§ **Tasks to carry out**:
(1) Transcribe the part of the Iceland whaling statement between "Joint demarche by" and "internationally agreed moratorium.", inclusive.
(2) In the Iceland whaling statement, list every adjective that Senator Campbell uses to describe the Icelandic government's decision.

§ **Provided passage**:

— start —

Iceland re-joined the IWC in 2002 with a ‘reservation’ to the moratorium; that under no circumstances would commercial whaling resume without a sound scientific basis, and an effective management and enforcement scheme. At the time Australia and 17 other pro-conservation countries formally registered an objection to Iceland’s reservation.

“For Iceland to turn its back on the IWC so easily shows a blatant disrespect for international obligations.

“We are urging the Icelandic government to reconsider its position and reverse this unjustified, inexplicable and unnecessary decision and to abandon its current operations,” Senator Campbell said.

Note to the media: A dmarche is a formal diplomatic representation of one government’s official position, views, or wishes on a given subject to an appropriate official in another government or international organization. Demarches seek to persuade, inform, or gather information from a foreign government.

Media contact:
Rob Broadfield 02 6277 7640 or 0409 493 902


Aide-memoire

Joint demarche by Argentina, Australia, Austria, Belgium, Brazil, Chile, The Czech Republic, The European Commission, Finland, France, Germany, Ireland, Israel, Italy, Luxembourg, Mexico, Monaco, The Netherlands, New Zealand, Portugal, The Slovak Republic, Spain, Sweden, The United Kingdom, and The United States of America

We, the Governments of Argentina, Australia, Austria, Belgium, Brazil, Chile, The Czech Republic, Finland, France, Germany, Ireland, Israel, Italy, Luxembourg, Mexico, Monaco, The Netherlands, New Zealand, Portugal, The Slovak Republic, Spain, Sweden, The United Kingdom and The United States of America, together with The European Commission are extremely disappointed that the Icelandic Government has decided to resume commercial whaling in Icelandic waters, in spite of the internationally agreed moratorium.

Furthermore, we are very concerned that Iceland is considering the taking of nine fin whales, which have been classified as 'Endangered' on the IUCN Red List of Threatened Species, and are listed under CITES Appendix I, together with thirty common minke whales. We do not agree with this proposed action, adding as it does to the current catches of common minke whales under the research plan, which Iceland has been implementing since 2003.

— end —

§ **Supplied data**:
— start —

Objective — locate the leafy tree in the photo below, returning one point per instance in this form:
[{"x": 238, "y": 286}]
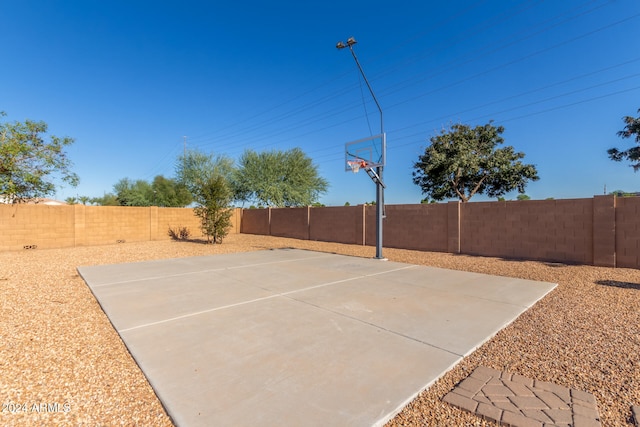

— end —

§ **Exercise results**:
(1)
Joint demarche by Argentina, Australia, Austria, Belgium, Brazil, Chile, The Czech Republic, The European Commission, Finland, France, Germany, Ireland, Israel, Italy, Luxembourg, Mexico, Monaco, The Netherlands, New Zealand, Portugal, The Slovak Republic, Spain, Sweden, The United Kingdom, and The United States of America

We, the Governments of Argentina, Australia, Austria, Belgium, Brazil, Chile, The Czech Republic, Finland, France, Germany, Ireland, Israel, Italy, Luxembourg, Mexico, Monaco, The Netherlands, New Zealand, Portugal, The Slovak Republic, Spain, Sweden, The United Kingdom and The United States of America, together with The European Commission are extremely disappointed that the Icelandic Government has decided to resume commercial whaling in Icelandic waters, in spite of the internationally agreed moratorium.

(2) unjustified, inexplicable, unnecessary